-------- RECORDS PROVIDED
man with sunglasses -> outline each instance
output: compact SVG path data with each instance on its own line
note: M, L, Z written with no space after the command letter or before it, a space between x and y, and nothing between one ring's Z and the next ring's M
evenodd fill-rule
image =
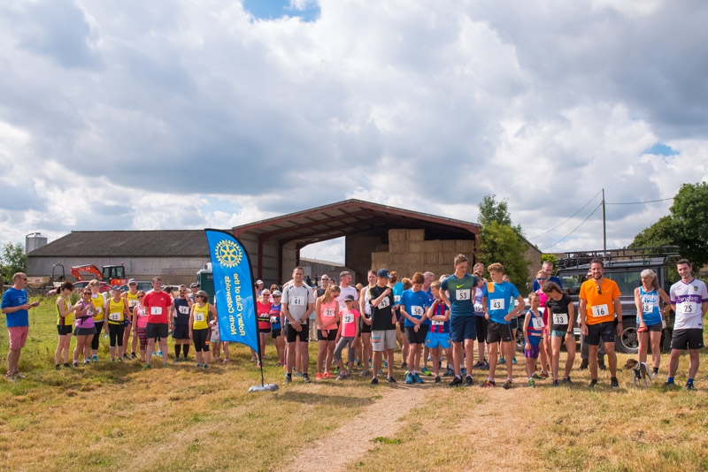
----------------
### DIRECTIONS:
Please set down each line of the data above exactly as written, without the pictures.

### RESPONSE TO THE TASK:
man with sunglasses -> outline each instance
output: compact SVG path data with each instance on its own line
note: M, L, Z written with no space after the command letter or before it, a space between x and y, and nothing between one ring's Z and the next ring's M
evenodd fill-rule
image =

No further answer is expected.